§ **Textauszug**:
═══

Eine weitere Herausforderung der digitalen Revolution besteht darin, Informationen für künftige Generationen zu bewahren. Schon nach wenigen Jahren sind Hard- und Softwareformate derart veraltet, dass gespeicherte Informationen nur noch schwer zugänglich sind. Will man Datenbestände dauerhaft erhalten, bedeutet das eine regelmäßige Datenmigration auf neue Formate vorzunehmen. Selbst dann ist eine informationelle Nachhaltigkeit nicht kategorisch gesichert, da im Gegensatz zu Büchern aus vergangenen Jahrhunderten, der Zugriff auf CD-ROMs oder Festplattenspeichern durch äußere Einflüsse unter Umständen schon nach wenigen Jahren nicht mehr möglich ist. Ein Datenverlust stellt im digitalen Zeitalter das „worst case scenario“ dar und kann für Firmen den Bankrott und auf kultureller Ebene Amnesie bedeuten (Grassmuck 2002, S.96f).

1.4 Die Neuordnung des Sozialen durch Technologie

„Jede Gesellschaft verfügt immer über die Technologie, die sie verdient“

Arno Bammé

Der seit vier Jahrzehnten in der wissenschaftlichen Öffentlichkeit geführte Diskurs um die Wissensgesellschaft, war von Anfang an “technikoptimistischer“ Natur (Bergsdorf 2007, S.533). Durch das Zusammenspiel von Wissenschaft, Technologie und Wirtschaft erlangte unsere Gesellschaft einen allgemeinen Lebensstandard, der in der Vergangenheit unerreicht war und das soziale Gefüge nachhaltig verändert hat. Bammé (2007) beschreibt Technologie als Synthese aus Technik und Wissenschaft, durch die das gesellschaftliche operationalisierbare Wissen der postmodernen Gesellschaft gebündelt wird. Dieses Wissen befindet sich nicht mehr in den Händen einiger Weniger, sondern manifestiert sich in Maschinen und technischen Systemen. Die Anwendung von Technologie generiert ein Machtgefälle und verändert die Herrschaftsverhältnisse zwischen Mensch/Mensch und Mensch/Natur. Durch ihre Indifferenz gegenüber den gesellschaftlichen Vorbedingungen ist es Technologie „… gelungen abendländische Rationalität in Gestalt von Maschinen und Maschinensystemen weltweit zu implementieren und dadurch wiederum die Welt umzugestalten …“ (S.26). Ein Unterschied dieses Umgestaltungsprozesses bezüglich IKT im Vergleich mit bspw. der Einführung der Dampfmaschine ist ihr universeller Wirkungsbereich, der sich nicht wie damals nur verändernd auf den Produktionssektor auswirkte, sondern heute nahezu alle Bereiche der Gesellschaft durchdringt und sich dergestalt ihre verändernde Kraft potenziert.

═══

§ **Bereitgestelltes Material**:
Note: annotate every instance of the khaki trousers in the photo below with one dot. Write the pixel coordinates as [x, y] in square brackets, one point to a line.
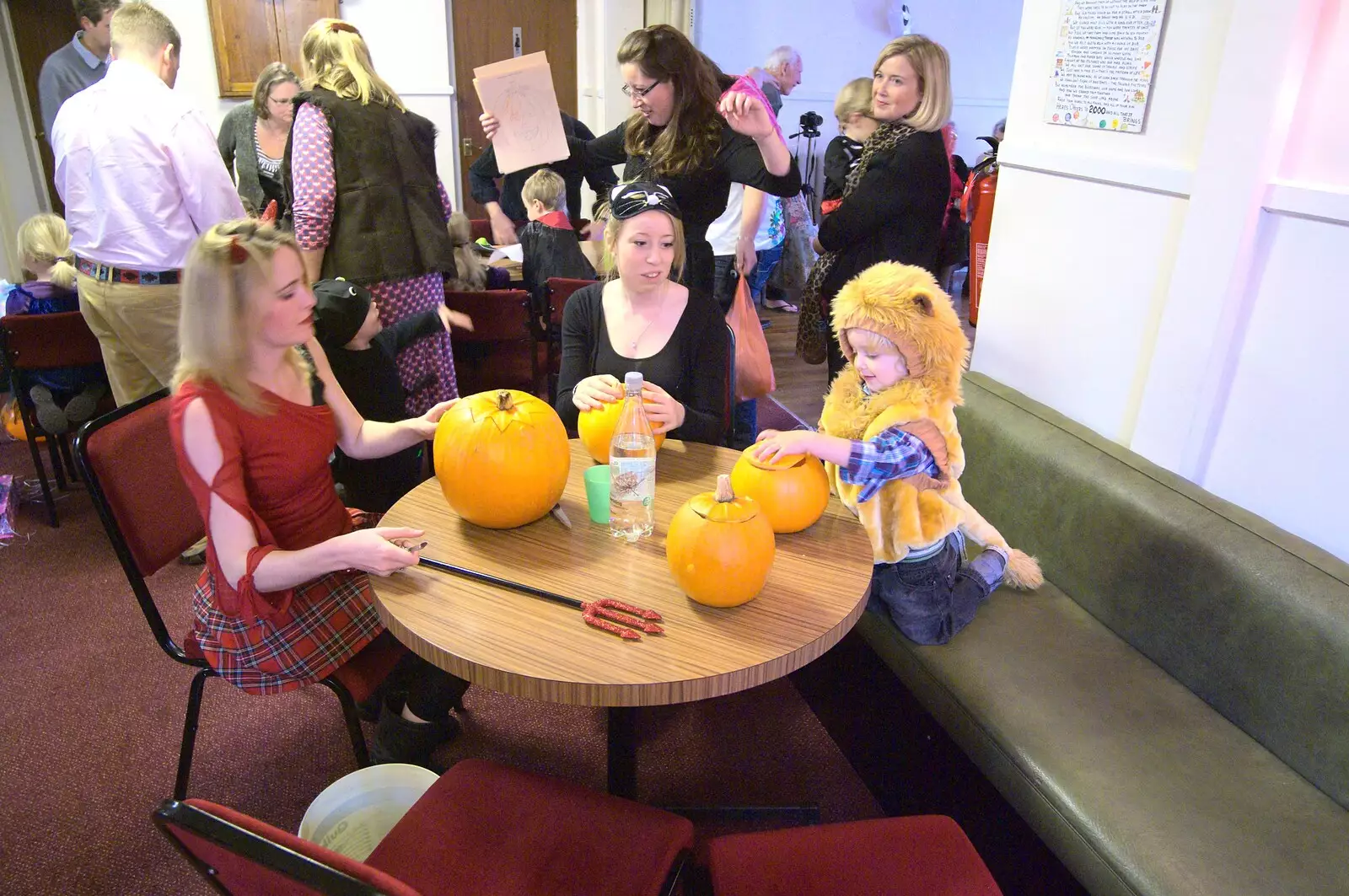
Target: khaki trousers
[138, 331]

═══

§ **Aufgabenstellung**:
**1.** Übertragen Sie diesen Satz aus dem Text zur Wissensgesellschaft ins Englische: „Dieses Wissen befindet sich nicht mehr in den Händen einiger Weniger, sondern manifestiert sich in Maschinen und technischen Systemen.“
**2.** Setzen Sie den Text zur Wissensgesellschaft im Anschluss an seinen letzten Satz fort.

§ **Lösungen**:
**1.** This knowledge is no longer in the hands of a select few but instead manifests itself in machines and technical systems.

**2.**
IKT hat unser Leben derart penetriert und umgestaltet, dass selbst kritische Akteure sich ihrer bedienen müssen, wollen sie sich in der Öffentlichkeit Gehör verschaffen (Jones 2007). Es verwundert deshalb nicht wenn Medien allenthalben als die vierte Gewalt im Staat bezeichnet werden. Latour, den Bammé anführt behauptet gar, dass ohne Partizipation von Nicht-Menschen, zu denen er die Informations- und Kommunikationskultur mit ihren technischen Hilfsmitteln zählt, kein soziales Leben mehr denkbar sei. Er meint damit die menschliche Fähigkeit Kommunikationsstrukturen herzustellen, die nicht mehr von face-to-face Präsenz abhängig sind und das gesellschaftliche Leben jenseits von Raum- und Zeitbarrieren stabilisieren. Kondensiert bringt er dies in folgender Aussage zum Ausdruck ` Technology is society made durable´. (Bammé 2007, S.110).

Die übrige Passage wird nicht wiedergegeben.